■ EXERCISE REQUIREMENTS ■
Update the data from its first line through the line containing "<point>258,606</point>", inclusive, so that "marker" becomes "dot" and nothing else changes. Return only those lines.

-- start DATASET RECORDS --

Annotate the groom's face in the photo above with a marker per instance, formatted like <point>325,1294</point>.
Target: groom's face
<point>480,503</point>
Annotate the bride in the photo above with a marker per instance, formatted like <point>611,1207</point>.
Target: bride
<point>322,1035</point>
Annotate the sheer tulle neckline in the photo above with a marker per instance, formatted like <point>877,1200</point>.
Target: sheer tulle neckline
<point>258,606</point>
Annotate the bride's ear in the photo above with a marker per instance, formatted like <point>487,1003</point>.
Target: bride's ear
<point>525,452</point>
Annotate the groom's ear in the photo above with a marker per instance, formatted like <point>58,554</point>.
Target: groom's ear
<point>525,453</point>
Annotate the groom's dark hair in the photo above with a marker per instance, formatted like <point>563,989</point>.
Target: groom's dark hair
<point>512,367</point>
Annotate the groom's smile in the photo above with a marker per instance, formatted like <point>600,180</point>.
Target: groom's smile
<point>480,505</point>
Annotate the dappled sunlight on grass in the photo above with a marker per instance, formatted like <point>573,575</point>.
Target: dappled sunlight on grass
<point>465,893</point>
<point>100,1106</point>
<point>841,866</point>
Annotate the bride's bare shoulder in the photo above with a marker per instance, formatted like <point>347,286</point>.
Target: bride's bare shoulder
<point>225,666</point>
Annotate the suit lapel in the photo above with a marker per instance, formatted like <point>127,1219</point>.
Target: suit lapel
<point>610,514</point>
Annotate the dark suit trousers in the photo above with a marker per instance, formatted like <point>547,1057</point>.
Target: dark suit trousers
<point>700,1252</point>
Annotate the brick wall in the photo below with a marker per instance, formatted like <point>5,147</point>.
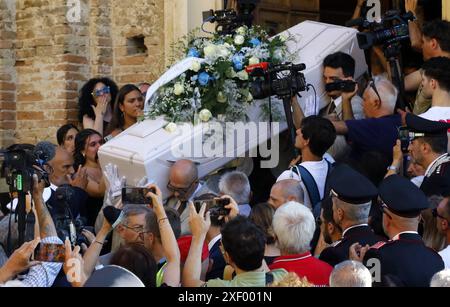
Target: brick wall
<point>7,73</point>
<point>45,58</point>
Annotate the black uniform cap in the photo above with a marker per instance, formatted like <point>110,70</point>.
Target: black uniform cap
<point>424,127</point>
<point>402,197</point>
<point>350,186</point>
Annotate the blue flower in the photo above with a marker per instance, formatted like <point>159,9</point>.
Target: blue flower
<point>193,52</point>
<point>255,42</point>
<point>203,79</point>
<point>238,62</point>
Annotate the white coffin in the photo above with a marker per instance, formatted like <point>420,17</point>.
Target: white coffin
<point>148,149</point>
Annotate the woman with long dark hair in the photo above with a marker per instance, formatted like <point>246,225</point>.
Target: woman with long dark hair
<point>66,137</point>
<point>96,103</point>
<point>127,109</point>
<point>87,144</point>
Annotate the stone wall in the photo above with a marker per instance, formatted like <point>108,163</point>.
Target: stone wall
<point>50,48</point>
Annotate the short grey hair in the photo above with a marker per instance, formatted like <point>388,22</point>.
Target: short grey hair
<point>388,92</point>
<point>441,279</point>
<point>358,214</point>
<point>350,274</point>
<point>236,185</point>
<point>294,227</point>
<point>131,210</point>
<point>292,187</point>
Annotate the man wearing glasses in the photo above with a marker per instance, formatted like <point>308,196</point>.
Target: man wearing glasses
<point>442,214</point>
<point>428,147</point>
<point>184,186</point>
<point>375,133</point>
<point>351,195</point>
<point>404,259</point>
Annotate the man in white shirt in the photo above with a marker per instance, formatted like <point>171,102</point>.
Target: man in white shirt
<point>442,214</point>
<point>337,67</point>
<point>314,138</point>
<point>436,86</point>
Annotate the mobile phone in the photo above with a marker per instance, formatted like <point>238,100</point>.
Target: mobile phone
<point>48,252</point>
<point>403,135</point>
<point>216,206</point>
<point>136,196</point>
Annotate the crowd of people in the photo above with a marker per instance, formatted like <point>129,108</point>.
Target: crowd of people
<point>366,203</point>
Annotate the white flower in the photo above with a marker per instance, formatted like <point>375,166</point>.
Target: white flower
<point>241,31</point>
<point>221,97</point>
<point>278,54</point>
<point>231,73</point>
<point>171,127</point>
<point>204,115</point>
<point>253,60</point>
<point>210,50</point>
<point>178,89</point>
<point>239,39</point>
<point>196,66</point>
<point>249,97</point>
<point>242,75</point>
<point>283,37</point>
<point>222,51</point>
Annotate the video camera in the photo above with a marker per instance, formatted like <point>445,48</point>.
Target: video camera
<point>229,20</point>
<point>66,225</point>
<point>20,163</point>
<point>392,28</point>
<point>270,81</point>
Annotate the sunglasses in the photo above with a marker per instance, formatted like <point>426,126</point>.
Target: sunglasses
<point>102,91</point>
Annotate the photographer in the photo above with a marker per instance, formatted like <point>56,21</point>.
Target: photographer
<point>243,245</point>
<point>435,43</point>
<point>345,104</point>
<point>39,274</point>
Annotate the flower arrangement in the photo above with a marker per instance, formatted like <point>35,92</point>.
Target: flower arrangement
<point>218,84</point>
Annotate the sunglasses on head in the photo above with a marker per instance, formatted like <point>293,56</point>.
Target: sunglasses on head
<point>102,91</point>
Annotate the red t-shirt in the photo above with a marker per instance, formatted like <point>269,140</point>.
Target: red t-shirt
<point>305,265</point>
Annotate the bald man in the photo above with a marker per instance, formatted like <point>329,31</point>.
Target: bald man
<point>184,186</point>
<point>284,191</point>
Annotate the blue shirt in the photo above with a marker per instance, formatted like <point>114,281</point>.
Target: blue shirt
<point>373,134</point>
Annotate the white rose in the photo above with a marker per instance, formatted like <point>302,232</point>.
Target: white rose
<point>239,39</point>
<point>222,51</point>
<point>242,75</point>
<point>253,60</point>
<point>241,31</point>
<point>283,37</point>
<point>249,97</point>
<point>278,54</point>
<point>171,127</point>
<point>231,73</point>
<point>221,97</point>
<point>178,89</point>
<point>196,66</point>
<point>204,115</point>
<point>210,50</point>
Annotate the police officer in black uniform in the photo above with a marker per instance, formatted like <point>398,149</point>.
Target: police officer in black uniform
<point>428,148</point>
<point>404,260</point>
<point>351,194</point>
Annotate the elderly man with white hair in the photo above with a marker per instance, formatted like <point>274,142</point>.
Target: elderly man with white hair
<point>350,274</point>
<point>294,227</point>
<point>237,185</point>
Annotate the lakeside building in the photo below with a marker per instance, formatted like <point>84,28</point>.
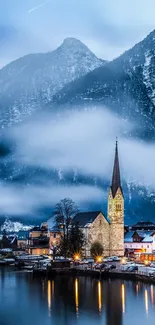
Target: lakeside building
<point>139,241</point>
<point>38,242</point>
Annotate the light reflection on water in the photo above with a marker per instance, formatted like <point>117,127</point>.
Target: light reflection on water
<point>70,301</point>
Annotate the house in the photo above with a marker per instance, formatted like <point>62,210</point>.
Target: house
<point>38,242</point>
<point>55,236</point>
<point>95,227</point>
<point>143,225</point>
<point>109,231</point>
<point>22,239</point>
<point>136,242</point>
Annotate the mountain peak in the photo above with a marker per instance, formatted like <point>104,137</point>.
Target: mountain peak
<point>74,43</point>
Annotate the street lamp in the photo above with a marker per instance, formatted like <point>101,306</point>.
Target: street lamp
<point>99,259</point>
<point>76,257</point>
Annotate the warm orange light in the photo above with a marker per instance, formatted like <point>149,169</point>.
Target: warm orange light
<point>146,301</point>
<point>99,259</point>
<point>123,298</point>
<point>49,296</point>
<point>76,257</point>
<point>76,296</point>
<point>99,296</point>
<point>123,260</point>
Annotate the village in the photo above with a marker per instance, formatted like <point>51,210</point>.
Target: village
<point>84,238</point>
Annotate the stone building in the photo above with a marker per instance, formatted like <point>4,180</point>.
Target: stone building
<point>107,230</point>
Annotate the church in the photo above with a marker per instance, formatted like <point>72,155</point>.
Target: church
<point>109,231</point>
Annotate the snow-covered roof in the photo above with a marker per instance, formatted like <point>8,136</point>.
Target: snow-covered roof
<point>147,239</point>
<point>128,238</point>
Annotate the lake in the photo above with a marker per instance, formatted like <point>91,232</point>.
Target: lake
<point>25,300</point>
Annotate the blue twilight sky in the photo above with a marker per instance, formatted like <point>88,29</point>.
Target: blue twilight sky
<point>107,27</point>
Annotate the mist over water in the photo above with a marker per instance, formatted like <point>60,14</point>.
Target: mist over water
<point>64,300</point>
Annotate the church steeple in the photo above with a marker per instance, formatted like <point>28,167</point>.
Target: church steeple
<point>116,211</point>
<point>116,179</point>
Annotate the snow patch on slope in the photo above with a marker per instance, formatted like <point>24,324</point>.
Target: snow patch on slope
<point>14,226</point>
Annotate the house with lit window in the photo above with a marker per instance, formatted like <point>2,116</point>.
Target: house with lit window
<point>108,230</point>
<point>38,242</point>
<point>139,241</point>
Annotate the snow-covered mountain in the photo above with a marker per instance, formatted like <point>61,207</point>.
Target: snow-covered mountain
<point>10,226</point>
<point>30,82</point>
<point>73,74</point>
<point>126,85</point>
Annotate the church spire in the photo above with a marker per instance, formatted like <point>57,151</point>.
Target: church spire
<point>116,180</point>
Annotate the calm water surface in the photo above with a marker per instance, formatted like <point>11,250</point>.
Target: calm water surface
<point>73,301</point>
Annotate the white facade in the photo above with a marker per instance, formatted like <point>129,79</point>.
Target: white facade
<point>147,245</point>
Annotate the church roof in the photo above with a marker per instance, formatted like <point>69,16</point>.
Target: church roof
<point>83,218</point>
<point>116,179</point>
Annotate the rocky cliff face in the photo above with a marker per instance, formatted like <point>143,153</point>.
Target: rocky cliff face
<point>70,75</point>
<point>30,82</point>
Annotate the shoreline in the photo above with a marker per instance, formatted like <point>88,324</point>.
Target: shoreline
<point>95,274</point>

-- end DATASET RECORDS --

■ RESPONSE TO THE EXERCISE ■
Annotate the groom's face in the photo above with a dot per instance, formatted like <point>325,1294</point>.
Target: groom's face
<point>480,503</point>
Annotate the bride in the photo above with a dot per instance, formatted like <point>611,1207</point>.
Target: bride
<point>322,1035</point>
Annotate the sheer tulle neckline in the photo above with a dot per instance, formatted like <point>877,1200</point>.
Target: sheer tulle neckline
<point>258,606</point>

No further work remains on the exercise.